## SUPPLIED DATA
---

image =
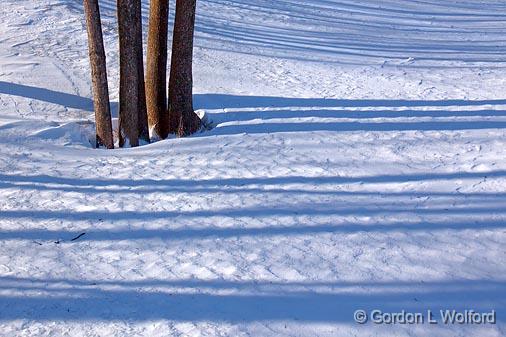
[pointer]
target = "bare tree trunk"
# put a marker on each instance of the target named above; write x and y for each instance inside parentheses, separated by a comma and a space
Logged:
(98, 75)
(132, 118)
(156, 74)
(182, 118)
(143, 114)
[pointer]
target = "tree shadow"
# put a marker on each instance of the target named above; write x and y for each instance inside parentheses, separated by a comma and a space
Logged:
(236, 301)
(231, 115)
(50, 96)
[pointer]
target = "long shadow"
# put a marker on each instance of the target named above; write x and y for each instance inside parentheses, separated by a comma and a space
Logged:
(354, 126)
(220, 101)
(67, 301)
(245, 182)
(177, 234)
(46, 95)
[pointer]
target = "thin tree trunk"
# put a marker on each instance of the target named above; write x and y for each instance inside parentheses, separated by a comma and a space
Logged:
(98, 75)
(182, 118)
(143, 114)
(132, 113)
(156, 74)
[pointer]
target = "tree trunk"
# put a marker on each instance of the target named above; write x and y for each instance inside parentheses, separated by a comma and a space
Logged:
(143, 114)
(182, 118)
(156, 74)
(98, 75)
(132, 98)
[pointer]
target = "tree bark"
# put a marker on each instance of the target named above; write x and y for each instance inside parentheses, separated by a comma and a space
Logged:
(101, 104)
(182, 118)
(132, 104)
(156, 74)
(143, 114)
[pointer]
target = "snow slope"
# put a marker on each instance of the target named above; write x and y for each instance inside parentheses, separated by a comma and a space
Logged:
(357, 162)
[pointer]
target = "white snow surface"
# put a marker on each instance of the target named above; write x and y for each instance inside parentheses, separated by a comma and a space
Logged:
(357, 161)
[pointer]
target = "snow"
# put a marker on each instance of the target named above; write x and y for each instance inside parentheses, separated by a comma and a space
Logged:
(357, 161)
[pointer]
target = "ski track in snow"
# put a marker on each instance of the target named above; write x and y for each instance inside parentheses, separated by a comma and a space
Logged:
(357, 162)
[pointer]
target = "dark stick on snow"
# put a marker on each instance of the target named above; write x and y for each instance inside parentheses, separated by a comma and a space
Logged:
(77, 237)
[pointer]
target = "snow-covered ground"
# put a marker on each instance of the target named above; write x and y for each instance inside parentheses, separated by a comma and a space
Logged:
(358, 162)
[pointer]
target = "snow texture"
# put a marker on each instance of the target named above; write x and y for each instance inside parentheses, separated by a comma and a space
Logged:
(357, 160)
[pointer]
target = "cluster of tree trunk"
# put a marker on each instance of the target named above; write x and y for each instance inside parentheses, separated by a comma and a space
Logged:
(143, 102)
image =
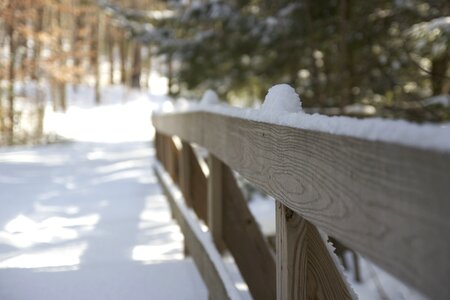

---

## ABOUT THIS EXERCISE
Exact repetition of the data is needed, with no images retained.

## EXERCISE SOLUTION
image =
[pointer]
target = "bare tree trunk"
# put a marker on each instance of the target named above; write x and y for each instance inside parentheses, separated by a comma and a space
Logged:
(98, 75)
(132, 118)
(156, 74)
(182, 118)
(143, 114)
[pointer]
target = "tree shadow"
# put a marker on each instance of the target named above; write x and y for each instance inside parentheses, separated by a comma and a space
Logged:
(236, 301)
(231, 115)
(50, 96)
[pointer]
target = "long shadow"
# put a marker on each instance of the target named above; write x and y for each instance inside parentheses, separated by a comma and a space
Logged:
(354, 126)
(220, 101)
(67, 301)
(245, 182)
(177, 234)
(46, 95)
[pointer]
target = "thin tree trunk"
# put a marker on each instance of the target named above; write x and y for each instance inside parentheses, separated by a comma and a space
Logged:
(98, 75)
(182, 118)
(143, 114)
(132, 113)
(156, 74)
[pointer]
target = "tree trunk"
# put a marker on each instance of the target named above; write x and y for each instance inside parentheses, separated by a comma and a space
Logged:
(143, 114)
(182, 118)
(156, 74)
(98, 75)
(132, 98)
[pointer]
target = "tree bark"
# put a marker on each instance of the target named above; write x and y for each instance inside parentheses, separated by a comma and a space
Logged:
(101, 104)
(182, 118)
(132, 104)
(156, 74)
(143, 114)
[pointer]
target = "snow slope"
# put a marker on each instance of the target named above; write x and y for each instance inside parentheses, separated by a comma and a space
Logged:
(357, 162)
[pointer]
target = "white snow surface"
# put a marker on each instance of the target named above; write x and y for each instance inside parentheses, separated by a comma and a space
Logged:
(357, 161)
[pointer]
target = "snow"
# put a marker on each instance of the target named above; write x and y for each instance inside parentheses, separated by a comma and a space
Logged:
(357, 161)
[pointer]
target = "ski track in snow"
# put a marker on each instance of the target named above; write x and y for each instance inside parentheses, separated by a comma and a space
Logged:
(357, 162)
[pointer]
target = "dark stick on snow"
# put a marker on each instance of the target named above; write x and y for each instance inside parentheses, separated by a comma and a space
Logged:
(77, 237)
[pointer]
target = "snow-covered ground"
# put a marker on each instance of the target named above; write x and y for each instance inside parentheses, separated by a comma and a space
Logged:
(358, 162)
[pointer]
target = "snow texture"
# put a marker on each instance of the target named above; write x and y for each instance inside parentheses, separated by a comma and a space
Logged:
(357, 160)
[pointer]
target = "cluster of tree trunk"
# put a marker on each instance of the target named above; write x and y for each instance inside parentheses, separated by a comma and a space
Logged:
(143, 102)
image =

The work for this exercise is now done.